▶ _Task objective_
Restate word for word the lines of the entries below, starting with the line that holds "Target: white car" and ending with the line that holds "drop one pin per instance, shaped like <point>141,312</point>.", and no others.
─── Records ───
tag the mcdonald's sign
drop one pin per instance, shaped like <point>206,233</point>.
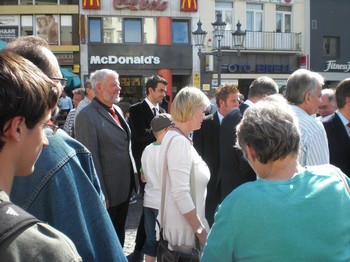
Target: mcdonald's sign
<point>189,5</point>
<point>91,4</point>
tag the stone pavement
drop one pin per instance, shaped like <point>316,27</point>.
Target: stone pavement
<point>132,222</point>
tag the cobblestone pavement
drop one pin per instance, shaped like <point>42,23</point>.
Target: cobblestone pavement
<point>132,222</point>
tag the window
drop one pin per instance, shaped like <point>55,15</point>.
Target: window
<point>330,47</point>
<point>47,28</point>
<point>132,30</point>
<point>46,2</point>
<point>26,25</point>
<point>180,32</point>
<point>95,30</point>
<point>118,30</point>
<point>9,2</point>
<point>66,30</point>
<point>226,10</point>
<point>283,19</point>
<point>254,17</point>
<point>39,2</point>
<point>150,30</point>
<point>113,30</point>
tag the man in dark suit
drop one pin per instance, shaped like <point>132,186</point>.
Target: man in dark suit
<point>337,127</point>
<point>206,142</point>
<point>141,115</point>
<point>101,127</point>
<point>234,170</point>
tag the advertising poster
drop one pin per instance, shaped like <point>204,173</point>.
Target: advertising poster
<point>47,28</point>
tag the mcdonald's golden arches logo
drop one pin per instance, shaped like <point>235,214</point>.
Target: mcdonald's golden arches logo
<point>189,5</point>
<point>91,4</point>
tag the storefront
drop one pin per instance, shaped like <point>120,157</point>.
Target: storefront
<point>242,70</point>
<point>136,63</point>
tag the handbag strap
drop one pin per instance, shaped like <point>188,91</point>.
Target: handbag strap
<point>165,172</point>
<point>342,178</point>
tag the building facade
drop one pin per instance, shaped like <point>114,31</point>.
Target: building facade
<point>273,44</point>
<point>328,48</point>
<point>57,21</point>
<point>139,39</point>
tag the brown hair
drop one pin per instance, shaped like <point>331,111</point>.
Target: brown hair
<point>24,91</point>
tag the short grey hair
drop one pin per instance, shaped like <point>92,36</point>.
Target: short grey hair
<point>187,102</point>
<point>79,91</point>
<point>269,128</point>
<point>99,76</point>
<point>330,93</point>
<point>301,82</point>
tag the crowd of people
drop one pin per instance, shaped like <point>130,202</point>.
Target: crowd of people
<point>265,179</point>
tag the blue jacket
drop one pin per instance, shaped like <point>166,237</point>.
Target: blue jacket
<point>64,191</point>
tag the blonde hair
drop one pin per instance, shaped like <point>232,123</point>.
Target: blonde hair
<point>187,102</point>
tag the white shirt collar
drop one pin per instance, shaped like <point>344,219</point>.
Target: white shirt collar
<point>151,105</point>
<point>220,116</point>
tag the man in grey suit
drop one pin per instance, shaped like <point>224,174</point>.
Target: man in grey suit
<point>101,127</point>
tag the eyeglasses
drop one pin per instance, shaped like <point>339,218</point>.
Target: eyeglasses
<point>63,81</point>
<point>50,129</point>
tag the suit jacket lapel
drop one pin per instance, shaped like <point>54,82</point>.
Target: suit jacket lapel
<point>339,129</point>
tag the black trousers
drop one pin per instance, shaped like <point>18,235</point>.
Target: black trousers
<point>141,234</point>
<point>118,216</point>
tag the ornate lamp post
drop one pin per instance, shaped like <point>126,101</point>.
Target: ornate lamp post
<point>238,37</point>
<point>219,33</point>
<point>219,30</point>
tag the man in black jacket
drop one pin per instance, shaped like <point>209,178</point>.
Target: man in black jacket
<point>337,127</point>
<point>234,170</point>
<point>141,115</point>
<point>206,142</point>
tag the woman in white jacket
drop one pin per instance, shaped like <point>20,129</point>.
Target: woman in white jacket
<point>187,174</point>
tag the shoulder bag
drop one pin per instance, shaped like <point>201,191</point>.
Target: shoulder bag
<point>164,254</point>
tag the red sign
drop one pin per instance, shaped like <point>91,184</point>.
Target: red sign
<point>189,5</point>
<point>91,4</point>
<point>156,5</point>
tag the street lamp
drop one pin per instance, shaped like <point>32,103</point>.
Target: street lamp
<point>219,33</point>
<point>238,37</point>
<point>219,30</point>
<point>199,37</point>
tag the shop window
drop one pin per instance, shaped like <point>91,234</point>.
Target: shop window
<point>118,30</point>
<point>9,25</point>
<point>9,2</point>
<point>47,28</point>
<point>26,25</point>
<point>132,30</point>
<point>180,32</point>
<point>95,30</point>
<point>40,2</point>
<point>283,19</point>
<point>113,30</point>
<point>150,30</point>
<point>226,10</point>
<point>330,47</point>
<point>254,17</point>
<point>66,30</point>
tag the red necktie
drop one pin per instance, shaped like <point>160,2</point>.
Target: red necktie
<point>111,110</point>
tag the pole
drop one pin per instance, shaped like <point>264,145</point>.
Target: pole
<point>200,68</point>
<point>219,55</point>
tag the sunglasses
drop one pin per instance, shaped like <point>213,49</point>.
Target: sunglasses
<point>63,81</point>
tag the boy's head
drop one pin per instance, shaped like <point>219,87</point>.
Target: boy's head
<point>160,122</point>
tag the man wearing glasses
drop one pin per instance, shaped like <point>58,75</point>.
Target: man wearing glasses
<point>64,190</point>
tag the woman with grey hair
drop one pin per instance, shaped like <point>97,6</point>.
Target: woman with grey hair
<point>291,213</point>
<point>186,174</point>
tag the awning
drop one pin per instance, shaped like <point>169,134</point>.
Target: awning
<point>2,44</point>
<point>73,80</point>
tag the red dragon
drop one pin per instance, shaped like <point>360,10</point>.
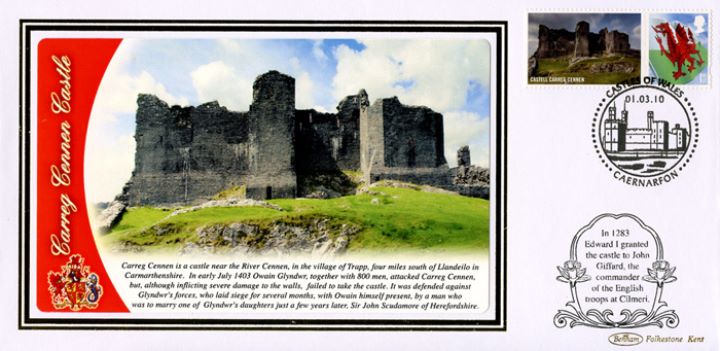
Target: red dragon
<point>681,44</point>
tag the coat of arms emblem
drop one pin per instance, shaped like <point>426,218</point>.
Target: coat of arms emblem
<point>74,287</point>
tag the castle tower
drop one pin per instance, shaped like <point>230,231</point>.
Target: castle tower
<point>582,43</point>
<point>615,131</point>
<point>271,125</point>
<point>372,146</point>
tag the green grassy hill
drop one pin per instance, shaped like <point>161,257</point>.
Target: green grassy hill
<point>391,219</point>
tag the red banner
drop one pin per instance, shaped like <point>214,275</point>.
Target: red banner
<point>70,276</point>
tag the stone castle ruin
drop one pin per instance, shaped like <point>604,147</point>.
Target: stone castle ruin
<point>582,44</point>
<point>187,155</point>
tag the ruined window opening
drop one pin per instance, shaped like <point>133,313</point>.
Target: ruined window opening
<point>411,153</point>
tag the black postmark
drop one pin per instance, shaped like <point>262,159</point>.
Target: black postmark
<point>645,133</point>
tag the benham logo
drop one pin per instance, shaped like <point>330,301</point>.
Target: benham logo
<point>625,339</point>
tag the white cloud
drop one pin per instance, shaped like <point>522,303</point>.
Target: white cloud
<point>699,24</point>
<point>110,150</point>
<point>466,128</point>
<point>318,52</point>
<point>304,89</point>
<point>219,81</point>
<point>438,69</point>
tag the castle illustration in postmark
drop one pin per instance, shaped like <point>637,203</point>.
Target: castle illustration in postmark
<point>645,134</point>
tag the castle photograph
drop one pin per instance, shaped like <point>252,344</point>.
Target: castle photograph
<point>297,146</point>
<point>578,48</point>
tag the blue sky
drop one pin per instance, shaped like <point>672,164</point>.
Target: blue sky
<point>449,76</point>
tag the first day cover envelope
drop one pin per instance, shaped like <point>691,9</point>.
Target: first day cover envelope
<point>271,176</point>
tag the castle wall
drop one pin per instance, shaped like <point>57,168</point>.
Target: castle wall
<point>272,137</point>
<point>372,145</point>
<point>413,136</point>
<point>187,155</point>
<point>327,142</point>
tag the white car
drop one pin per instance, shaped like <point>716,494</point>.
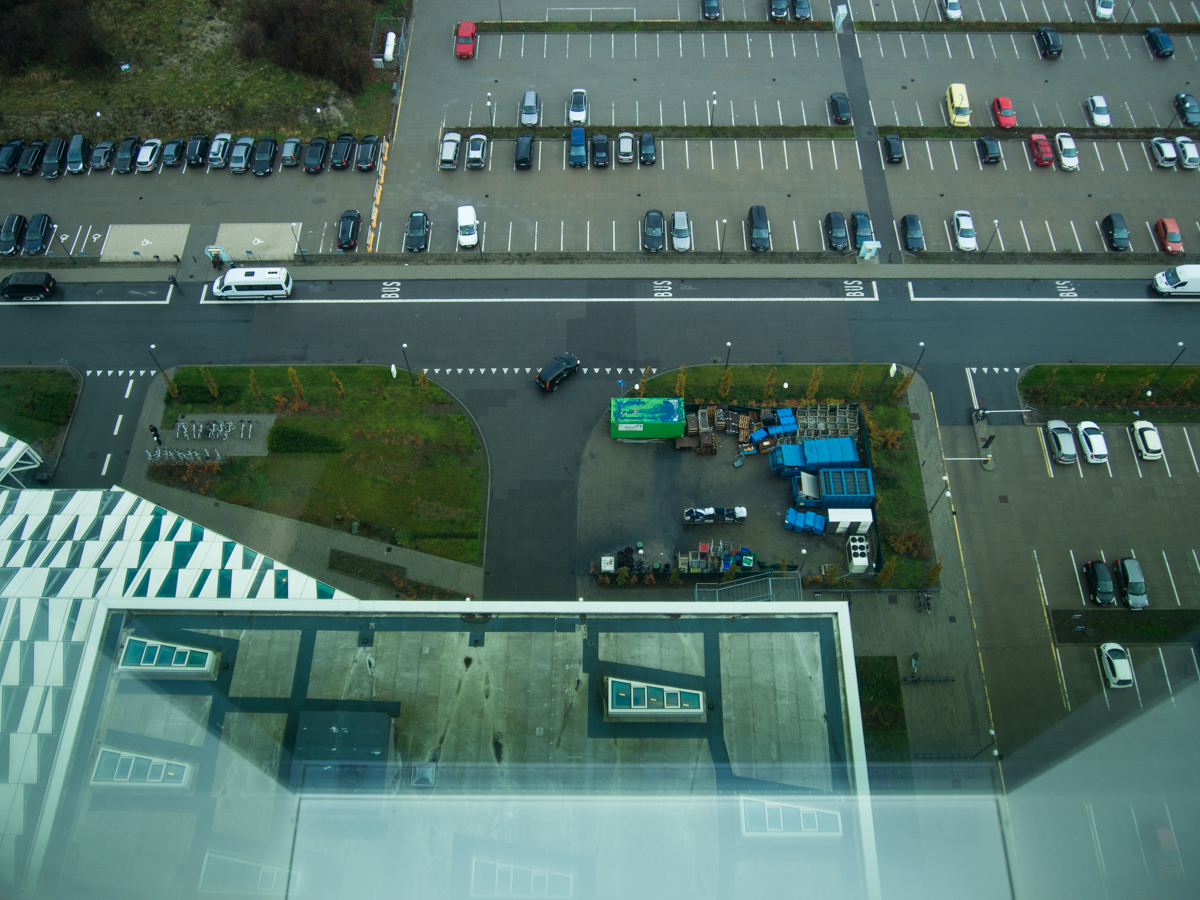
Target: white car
<point>577,109</point>
<point>1068,154</point>
<point>477,151</point>
<point>1098,112</point>
<point>1164,153</point>
<point>1147,441</point>
<point>1187,150</point>
<point>149,155</point>
<point>964,231</point>
<point>1091,439</point>
<point>1117,666</point>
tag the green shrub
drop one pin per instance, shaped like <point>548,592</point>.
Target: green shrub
<point>287,439</point>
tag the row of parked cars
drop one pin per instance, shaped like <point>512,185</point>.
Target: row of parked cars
<point>77,155</point>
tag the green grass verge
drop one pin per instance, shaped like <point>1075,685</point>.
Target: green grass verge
<point>185,76</point>
<point>409,473</point>
<point>35,405</point>
<point>882,707</point>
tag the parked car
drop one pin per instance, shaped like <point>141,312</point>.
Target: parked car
<point>39,234</point>
<point>465,40</point>
<point>348,229</point>
<point>1115,231</point>
<point>1132,581</point>
<point>197,151</point>
<point>625,147</point>
<point>12,232</point>
<point>1147,441</point>
<point>173,153</point>
<point>1116,666</point>
<point>893,148</point>
<point>477,151</point>
<point>315,160</point>
<point>681,231</point>
<point>241,155</point>
<point>911,234</point>
<point>965,237</point>
<point>557,371</point>
<point>600,150</point>
<point>839,108</point>
<point>450,143</point>
<point>835,231</point>
<point>342,153</point>
<point>1161,43</point>
<point>653,231</point>
<point>1098,111</point>
<point>55,159</point>
<point>292,153</point>
<point>1169,235</point>
<point>417,235</point>
<point>1092,443</point>
<point>1098,579</point>
<point>760,228</point>
<point>367,156</point>
<point>1062,442</point>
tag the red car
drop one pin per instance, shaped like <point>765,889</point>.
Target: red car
<point>1169,235</point>
<point>1006,117</point>
<point>465,40</point>
<point>1042,149</point>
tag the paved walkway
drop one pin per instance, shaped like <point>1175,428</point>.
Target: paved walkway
<point>293,543</point>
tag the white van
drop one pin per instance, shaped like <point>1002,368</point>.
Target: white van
<point>253,285</point>
<point>1181,281</point>
<point>468,227</point>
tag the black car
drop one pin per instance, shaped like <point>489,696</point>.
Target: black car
<point>648,153</point>
<point>760,228</point>
<point>893,148</point>
<point>173,153</point>
<point>1161,43</point>
<point>11,233</point>
<point>989,149</point>
<point>652,231</point>
<point>348,229</point>
<point>318,151</point>
<point>102,155</point>
<point>10,154</point>
<point>1049,42</point>
<point>342,153</point>
<point>835,232</point>
<point>55,157</point>
<point>417,238</point>
<point>197,153</point>
<point>1099,582</point>
<point>600,150</point>
<point>1188,109</point>
<point>911,235</point>
<point>839,108</point>
<point>369,154</point>
<point>30,157</point>
<point>37,237</point>
<point>557,372</point>
<point>127,154</point>
<point>1115,231</point>
<point>861,228</point>
<point>264,156</point>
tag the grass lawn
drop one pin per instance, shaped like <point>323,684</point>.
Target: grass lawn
<point>185,76</point>
<point>35,405</point>
<point>1120,389</point>
<point>407,466</point>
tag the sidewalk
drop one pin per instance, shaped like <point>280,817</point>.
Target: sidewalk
<point>303,546</point>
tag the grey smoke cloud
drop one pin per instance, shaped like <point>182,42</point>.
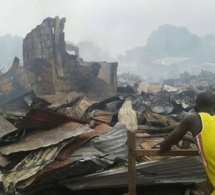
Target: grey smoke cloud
<point>114,25</point>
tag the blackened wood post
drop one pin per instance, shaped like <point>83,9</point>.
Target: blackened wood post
<point>131,163</point>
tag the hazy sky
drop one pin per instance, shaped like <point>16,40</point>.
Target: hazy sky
<point>114,25</point>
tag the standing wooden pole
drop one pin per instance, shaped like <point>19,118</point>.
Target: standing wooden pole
<point>131,163</point>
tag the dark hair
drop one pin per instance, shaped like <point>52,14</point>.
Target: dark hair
<point>205,99</point>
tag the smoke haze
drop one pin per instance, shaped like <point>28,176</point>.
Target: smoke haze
<point>113,25</point>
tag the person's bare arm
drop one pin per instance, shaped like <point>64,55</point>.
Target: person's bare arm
<point>176,135</point>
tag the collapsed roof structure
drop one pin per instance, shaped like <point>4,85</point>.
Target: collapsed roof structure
<point>60,122</point>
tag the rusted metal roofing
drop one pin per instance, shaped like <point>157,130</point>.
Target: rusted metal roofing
<point>113,143</point>
<point>45,119</point>
<point>29,166</point>
<point>172,170</point>
<point>40,139</point>
<point>5,127</point>
<point>101,115</point>
<point>49,160</point>
<point>78,110</point>
<point>60,99</point>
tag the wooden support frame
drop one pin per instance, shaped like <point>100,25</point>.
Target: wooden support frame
<point>133,153</point>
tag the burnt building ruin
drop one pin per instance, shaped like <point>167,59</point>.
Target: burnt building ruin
<point>51,69</point>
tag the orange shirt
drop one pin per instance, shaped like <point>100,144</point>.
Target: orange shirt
<point>205,142</point>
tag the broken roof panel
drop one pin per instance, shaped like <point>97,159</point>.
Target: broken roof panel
<point>45,119</point>
<point>78,110</point>
<point>29,166</point>
<point>172,170</point>
<point>61,99</point>
<point>41,139</point>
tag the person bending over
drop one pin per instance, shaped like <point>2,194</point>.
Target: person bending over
<point>202,127</point>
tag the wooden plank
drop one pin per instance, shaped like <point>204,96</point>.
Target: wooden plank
<point>181,152</point>
<point>131,163</point>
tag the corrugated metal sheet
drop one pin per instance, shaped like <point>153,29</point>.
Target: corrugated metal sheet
<point>101,115</point>
<point>49,161</point>
<point>78,110</point>
<point>29,166</point>
<point>113,143</point>
<point>44,119</point>
<point>173,170</point>
<point>5,127</point>
<point>40,139</point>
<point>61,99</point>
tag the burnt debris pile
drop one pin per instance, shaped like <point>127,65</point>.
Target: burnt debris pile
<point>62,118</point>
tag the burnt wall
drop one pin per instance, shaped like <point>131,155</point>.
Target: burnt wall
<point>50,69</point>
───
▶ _Problem solution_
Target: white car
<point>577,109</point>
<point>1068,154</point>
<point>477,151</point>
<point>1098,112</point>
<point>1164,153</point>
<point>1147,441</point>
<point>1187,150</point>
<point>149,155</point>
<point>964,231</point>
<point>1091,439</point>
<point>1117,666</point>
tag the green shrub
drop one pin per instance, shaped like <point>548,592</point>.
Target: green shrub
<point>287,439</point>
tag the row of parked cars
drop one pin per instance, shaped like <point>512,185</point>.
Target: row of parked cars
<point>77,155</point>
tag the green grass verge
drop one pin per instance, shaped like <point>1075,685</point>.
Target: green grass verge
<point>185,76</point>
<point>409,473</point>
<point>35,405</point>
<point>882,707</point>
tag the parked car
drop one pin per instance, shaped like <point>141,312</point>.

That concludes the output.